GIVEN TASK 1
Reproduce the part of the Côte d’Ivoire article between "In a parallel" and "across West Africa.", inclusive, swapping "program" for "initiative".
GIVEN TASK 2
List every line of the rows that contains the string "cloud".

SELECTION
Côte d’Ivoire Lowers VAT, Boosts Energy Investment

Côte d’Ivoire Cuts VAT on Agricultural Inputs and Secures CFA180 Billion for Regional Energy Development

Côte d’Ivoire has introduced a reduced Value Added Tax (VAT) rate on key agricultural inputs and approved a major regional energy financing package as part of efforts to support farmers and strengthen the country's role in West Africa’s power sector.

Finance and Budget Minister Adama Coulibaly announced that a reduced VAT rate of 9% will apply to fertilizers, animal feed, agricultural fibers and selected agricultural inputs. The measure is intended to ease production costs for farmers and livestock producers while maintaining the competitiveness of the agricultural sector.

The government said the reduced rate would help limit the impact of fiscal reforms on production costs and prevent significant increases in consumer prices. The standard VAT rate in Côte d’Ivoire is 18%.

“We decided to apply a 9% rate in order to avoid potential price increases for consumers while encouraging operators in the sector to further develop their activities,” Coulibaly told lawmakers during discussions on the reform package.

In a parallel move, the government approved the establishment of the Millennium Challenge Account–Côte d’Ivoire Regional (MCA-CI Regional), the entity responsible for implementing the Regional Energy Compact signed with the United States Millennium Challenge Corporation (MCC).

The program mobilizes $322.5 million, equivalent to approximately CFA180 billion, to strengthen cross-border electricity trade and accelerate regional energy integration across West Africa.

Authorities said the funding will support the modernization of electricity infrastructure, improve power transmission networks and enhance the capacity of energy sector stakeholders. The initiative is expected to reinforce Côte d’Ivoire’s position as a leading electricity exporter within the region.

The reforms come as the country seeks to boost agricultural productivity while meeting growing regional demand for electricity. The government has also announced that revenues from a former refining-sector levy will be redirected toward priority investments in the electricity sector.

Analysts say the combined measures reflect the government's strategy of supporting agricultural production, controlling inflationary pressures and expanding energy infrastructure—three key pillars of Côte d’Ivoire’s economic development agenda.

RAW RECORDS
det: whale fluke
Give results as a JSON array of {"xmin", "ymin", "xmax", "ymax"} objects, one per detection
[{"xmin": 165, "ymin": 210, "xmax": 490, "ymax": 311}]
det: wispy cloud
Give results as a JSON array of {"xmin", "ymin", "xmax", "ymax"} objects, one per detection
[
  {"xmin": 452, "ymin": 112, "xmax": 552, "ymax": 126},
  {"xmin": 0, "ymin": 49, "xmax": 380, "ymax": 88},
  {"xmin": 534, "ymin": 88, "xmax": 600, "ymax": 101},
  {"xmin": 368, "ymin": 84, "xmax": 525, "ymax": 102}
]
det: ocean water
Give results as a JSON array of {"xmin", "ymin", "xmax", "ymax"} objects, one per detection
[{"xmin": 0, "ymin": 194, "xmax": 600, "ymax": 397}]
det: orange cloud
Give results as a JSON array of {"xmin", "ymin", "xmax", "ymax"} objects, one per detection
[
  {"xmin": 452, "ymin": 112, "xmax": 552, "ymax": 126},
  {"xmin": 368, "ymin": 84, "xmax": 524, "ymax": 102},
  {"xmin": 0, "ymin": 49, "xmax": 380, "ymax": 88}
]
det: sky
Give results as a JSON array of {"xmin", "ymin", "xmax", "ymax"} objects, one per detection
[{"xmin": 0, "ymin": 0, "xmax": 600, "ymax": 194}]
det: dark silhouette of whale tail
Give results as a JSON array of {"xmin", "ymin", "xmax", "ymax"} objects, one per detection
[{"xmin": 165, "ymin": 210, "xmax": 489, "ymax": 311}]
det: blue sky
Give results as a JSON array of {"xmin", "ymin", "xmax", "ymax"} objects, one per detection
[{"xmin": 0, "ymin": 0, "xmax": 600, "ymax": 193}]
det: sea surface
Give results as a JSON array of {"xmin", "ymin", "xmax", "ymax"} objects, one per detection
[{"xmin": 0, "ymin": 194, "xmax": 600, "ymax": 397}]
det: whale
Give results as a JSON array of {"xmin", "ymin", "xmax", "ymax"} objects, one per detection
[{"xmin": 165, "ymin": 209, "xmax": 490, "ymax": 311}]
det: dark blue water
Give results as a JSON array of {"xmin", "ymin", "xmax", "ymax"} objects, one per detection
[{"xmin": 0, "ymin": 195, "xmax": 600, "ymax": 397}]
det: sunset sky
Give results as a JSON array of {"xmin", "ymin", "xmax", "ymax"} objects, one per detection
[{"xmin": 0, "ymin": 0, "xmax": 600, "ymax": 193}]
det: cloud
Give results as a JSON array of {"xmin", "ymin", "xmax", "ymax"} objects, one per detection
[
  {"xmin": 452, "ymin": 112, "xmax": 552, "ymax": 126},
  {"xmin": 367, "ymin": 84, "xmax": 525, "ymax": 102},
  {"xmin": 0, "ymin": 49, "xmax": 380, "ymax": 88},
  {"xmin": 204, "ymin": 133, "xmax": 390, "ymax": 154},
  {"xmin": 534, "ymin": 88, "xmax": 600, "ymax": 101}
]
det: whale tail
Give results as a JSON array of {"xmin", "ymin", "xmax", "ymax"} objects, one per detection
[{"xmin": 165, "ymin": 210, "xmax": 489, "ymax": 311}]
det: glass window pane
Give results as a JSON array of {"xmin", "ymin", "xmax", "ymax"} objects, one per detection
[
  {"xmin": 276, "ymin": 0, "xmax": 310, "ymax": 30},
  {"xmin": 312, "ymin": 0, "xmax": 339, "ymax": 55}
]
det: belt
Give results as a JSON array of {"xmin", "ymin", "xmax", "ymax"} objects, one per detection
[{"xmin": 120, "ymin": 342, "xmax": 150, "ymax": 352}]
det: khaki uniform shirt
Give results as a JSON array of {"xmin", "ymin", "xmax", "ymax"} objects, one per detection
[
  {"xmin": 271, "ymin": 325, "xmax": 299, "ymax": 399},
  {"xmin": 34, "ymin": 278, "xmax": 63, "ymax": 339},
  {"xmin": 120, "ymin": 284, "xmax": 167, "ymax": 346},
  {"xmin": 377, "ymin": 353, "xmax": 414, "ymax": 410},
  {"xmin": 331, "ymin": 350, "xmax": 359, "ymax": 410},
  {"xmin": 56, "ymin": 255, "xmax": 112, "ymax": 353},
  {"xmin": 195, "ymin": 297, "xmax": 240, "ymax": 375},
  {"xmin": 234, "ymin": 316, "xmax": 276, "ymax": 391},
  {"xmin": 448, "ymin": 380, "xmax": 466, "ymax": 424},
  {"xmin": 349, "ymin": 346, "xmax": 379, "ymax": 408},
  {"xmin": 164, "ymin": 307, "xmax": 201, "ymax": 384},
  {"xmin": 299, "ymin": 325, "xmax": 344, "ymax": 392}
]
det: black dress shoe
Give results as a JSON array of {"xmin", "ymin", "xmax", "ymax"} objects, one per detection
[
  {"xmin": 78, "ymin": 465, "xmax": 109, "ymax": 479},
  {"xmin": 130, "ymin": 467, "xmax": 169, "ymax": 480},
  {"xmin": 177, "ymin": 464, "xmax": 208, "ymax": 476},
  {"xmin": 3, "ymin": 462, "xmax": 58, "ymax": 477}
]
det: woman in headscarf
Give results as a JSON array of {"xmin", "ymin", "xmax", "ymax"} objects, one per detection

WRITTEN REPLY 1
In a parallel move, the government approved the establishment of the Millennium Challenge Account–Côte d’Ivoire Regional (MCA-CI Regional), the entity responsible for implementing the Regional Energy Compact signed with the United States Millennium Challenge Corporation (MCC).

The initiative mobilizes $322.5 million, equivalent to approximately CFA180 billion, to strengthen cross-border electricity trade and accelerate regional energy integration across West Africa.

WRITTEN REPLY 2
det: wispy cloud
det: orange cloud
det: cloud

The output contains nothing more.